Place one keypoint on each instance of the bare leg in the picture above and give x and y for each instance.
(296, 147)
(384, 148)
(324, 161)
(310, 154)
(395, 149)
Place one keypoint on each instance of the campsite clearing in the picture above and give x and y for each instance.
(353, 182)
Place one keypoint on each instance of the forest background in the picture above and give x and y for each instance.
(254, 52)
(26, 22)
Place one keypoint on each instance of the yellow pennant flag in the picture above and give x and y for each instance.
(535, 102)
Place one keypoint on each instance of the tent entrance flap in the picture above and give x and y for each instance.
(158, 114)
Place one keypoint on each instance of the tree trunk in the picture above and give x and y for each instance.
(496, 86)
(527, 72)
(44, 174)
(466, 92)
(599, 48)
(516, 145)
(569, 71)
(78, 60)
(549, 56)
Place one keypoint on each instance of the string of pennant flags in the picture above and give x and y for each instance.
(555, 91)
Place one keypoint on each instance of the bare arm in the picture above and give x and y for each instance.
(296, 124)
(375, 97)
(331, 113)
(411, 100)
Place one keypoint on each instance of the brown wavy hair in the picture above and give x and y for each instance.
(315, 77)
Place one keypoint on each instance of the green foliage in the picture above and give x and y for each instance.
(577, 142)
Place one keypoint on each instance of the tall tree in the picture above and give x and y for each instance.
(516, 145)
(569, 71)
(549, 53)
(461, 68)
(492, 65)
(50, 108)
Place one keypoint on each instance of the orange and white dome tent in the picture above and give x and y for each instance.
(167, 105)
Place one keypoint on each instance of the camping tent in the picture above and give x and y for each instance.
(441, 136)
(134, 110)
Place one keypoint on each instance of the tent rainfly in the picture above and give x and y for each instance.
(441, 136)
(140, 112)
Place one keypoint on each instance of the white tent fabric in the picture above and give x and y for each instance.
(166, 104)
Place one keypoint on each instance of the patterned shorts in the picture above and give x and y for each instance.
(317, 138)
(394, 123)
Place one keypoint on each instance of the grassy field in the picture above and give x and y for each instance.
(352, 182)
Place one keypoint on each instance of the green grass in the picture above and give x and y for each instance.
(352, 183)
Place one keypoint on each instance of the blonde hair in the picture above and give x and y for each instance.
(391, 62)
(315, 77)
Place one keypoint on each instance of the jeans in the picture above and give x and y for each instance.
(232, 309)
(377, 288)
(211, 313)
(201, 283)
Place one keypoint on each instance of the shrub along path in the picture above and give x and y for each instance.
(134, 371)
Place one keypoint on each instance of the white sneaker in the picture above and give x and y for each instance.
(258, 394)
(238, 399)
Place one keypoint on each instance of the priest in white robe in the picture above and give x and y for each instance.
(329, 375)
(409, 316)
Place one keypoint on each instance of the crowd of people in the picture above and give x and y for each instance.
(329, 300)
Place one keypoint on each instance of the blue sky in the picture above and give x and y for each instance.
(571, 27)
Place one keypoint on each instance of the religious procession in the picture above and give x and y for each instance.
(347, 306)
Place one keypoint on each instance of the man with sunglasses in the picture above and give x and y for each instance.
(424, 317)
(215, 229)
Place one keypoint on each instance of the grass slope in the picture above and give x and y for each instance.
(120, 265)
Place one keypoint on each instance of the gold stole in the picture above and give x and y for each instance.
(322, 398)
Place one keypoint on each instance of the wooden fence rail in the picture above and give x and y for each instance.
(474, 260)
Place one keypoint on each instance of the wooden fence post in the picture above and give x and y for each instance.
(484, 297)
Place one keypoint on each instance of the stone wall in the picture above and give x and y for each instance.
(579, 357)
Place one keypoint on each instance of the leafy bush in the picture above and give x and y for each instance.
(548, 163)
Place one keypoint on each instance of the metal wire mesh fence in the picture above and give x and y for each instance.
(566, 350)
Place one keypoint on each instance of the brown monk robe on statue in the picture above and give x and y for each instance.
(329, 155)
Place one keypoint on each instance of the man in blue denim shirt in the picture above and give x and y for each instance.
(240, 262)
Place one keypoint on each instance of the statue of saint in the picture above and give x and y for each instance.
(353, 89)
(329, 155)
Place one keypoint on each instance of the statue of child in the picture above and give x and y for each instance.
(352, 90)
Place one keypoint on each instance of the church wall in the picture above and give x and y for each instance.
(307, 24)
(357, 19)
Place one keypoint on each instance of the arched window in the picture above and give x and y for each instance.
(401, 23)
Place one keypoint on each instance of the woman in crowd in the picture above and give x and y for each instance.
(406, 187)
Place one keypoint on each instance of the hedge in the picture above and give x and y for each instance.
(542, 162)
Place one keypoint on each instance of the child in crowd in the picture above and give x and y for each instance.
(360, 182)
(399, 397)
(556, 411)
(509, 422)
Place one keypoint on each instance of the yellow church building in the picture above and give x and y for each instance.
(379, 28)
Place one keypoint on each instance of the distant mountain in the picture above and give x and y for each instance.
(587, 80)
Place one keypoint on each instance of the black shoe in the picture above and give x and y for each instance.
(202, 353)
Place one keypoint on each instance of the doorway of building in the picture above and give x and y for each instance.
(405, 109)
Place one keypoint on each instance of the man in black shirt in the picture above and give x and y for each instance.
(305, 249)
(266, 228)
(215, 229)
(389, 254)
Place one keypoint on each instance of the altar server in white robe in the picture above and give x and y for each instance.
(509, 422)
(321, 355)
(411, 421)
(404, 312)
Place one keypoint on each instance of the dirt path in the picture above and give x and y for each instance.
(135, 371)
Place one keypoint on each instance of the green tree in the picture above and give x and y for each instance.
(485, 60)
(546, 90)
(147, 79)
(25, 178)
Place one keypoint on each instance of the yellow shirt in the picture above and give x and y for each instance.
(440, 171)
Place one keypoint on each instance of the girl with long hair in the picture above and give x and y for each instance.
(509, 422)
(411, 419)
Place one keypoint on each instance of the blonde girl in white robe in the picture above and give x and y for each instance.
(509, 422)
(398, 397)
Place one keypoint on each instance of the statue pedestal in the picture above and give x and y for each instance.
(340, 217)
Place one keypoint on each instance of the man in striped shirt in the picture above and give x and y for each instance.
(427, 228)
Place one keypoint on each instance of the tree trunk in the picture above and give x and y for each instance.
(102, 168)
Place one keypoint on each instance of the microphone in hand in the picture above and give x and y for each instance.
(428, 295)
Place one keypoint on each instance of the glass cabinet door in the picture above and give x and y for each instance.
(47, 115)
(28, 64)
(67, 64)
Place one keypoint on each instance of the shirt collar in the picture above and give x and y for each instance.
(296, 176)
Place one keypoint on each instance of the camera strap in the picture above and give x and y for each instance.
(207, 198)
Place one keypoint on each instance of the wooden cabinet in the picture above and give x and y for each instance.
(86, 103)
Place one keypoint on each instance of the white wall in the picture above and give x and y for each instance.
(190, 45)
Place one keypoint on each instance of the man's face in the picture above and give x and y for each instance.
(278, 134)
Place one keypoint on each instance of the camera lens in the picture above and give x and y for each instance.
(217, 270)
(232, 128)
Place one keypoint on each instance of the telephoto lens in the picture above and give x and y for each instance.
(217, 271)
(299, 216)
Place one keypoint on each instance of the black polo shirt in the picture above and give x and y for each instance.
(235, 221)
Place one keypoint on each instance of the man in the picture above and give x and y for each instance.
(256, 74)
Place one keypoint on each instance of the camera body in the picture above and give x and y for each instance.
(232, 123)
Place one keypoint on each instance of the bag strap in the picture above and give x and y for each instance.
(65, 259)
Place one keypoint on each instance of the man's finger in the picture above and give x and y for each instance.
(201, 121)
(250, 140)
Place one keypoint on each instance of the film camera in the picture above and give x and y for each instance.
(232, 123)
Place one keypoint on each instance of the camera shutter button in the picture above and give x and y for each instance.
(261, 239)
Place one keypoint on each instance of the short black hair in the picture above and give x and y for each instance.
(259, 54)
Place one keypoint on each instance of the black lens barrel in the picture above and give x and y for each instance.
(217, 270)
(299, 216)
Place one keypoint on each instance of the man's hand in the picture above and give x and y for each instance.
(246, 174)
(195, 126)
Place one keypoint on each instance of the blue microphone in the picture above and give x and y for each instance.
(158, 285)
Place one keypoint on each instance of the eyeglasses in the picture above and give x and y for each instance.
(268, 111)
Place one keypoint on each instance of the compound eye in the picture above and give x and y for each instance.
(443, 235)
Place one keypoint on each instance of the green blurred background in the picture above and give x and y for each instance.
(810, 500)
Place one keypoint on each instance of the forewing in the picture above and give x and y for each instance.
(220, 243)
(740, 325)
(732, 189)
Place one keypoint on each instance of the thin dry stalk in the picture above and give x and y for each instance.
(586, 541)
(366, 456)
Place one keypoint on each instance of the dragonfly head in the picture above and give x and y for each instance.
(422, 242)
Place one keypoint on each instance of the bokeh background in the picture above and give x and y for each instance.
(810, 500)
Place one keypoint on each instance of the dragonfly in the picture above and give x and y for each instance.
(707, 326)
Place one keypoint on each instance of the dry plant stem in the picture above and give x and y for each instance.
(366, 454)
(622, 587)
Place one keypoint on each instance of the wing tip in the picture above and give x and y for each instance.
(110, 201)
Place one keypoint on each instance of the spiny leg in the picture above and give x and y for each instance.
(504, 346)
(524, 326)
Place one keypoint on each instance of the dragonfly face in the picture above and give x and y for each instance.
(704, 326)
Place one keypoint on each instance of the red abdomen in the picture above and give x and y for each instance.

- _Exercise_
Print precisely the lines from the one with "Place one keypoint on each instance of the dry" through the end of the data above, adding nothing.

- _Solution_
Place one keypoint on each instance of the dry plant stem in the picture above and give x and y for each instance.
(366, 454)
(622, 587)
Place one keypoint on each instance of the wing tip in the picture above and give x and y for each instance.
(110, 201)
Place one keypoint on each instance of the spiny leg in the picture above and give x and y for each instance.
(504, 346)
(524, 326)
Place one keypoint on each instance of the dragonfly face in the picture above and give x and y for each instance.
(704, 326)
Place one keypoint on each instance of the red abdomen in the picture above and give x and y for each instance.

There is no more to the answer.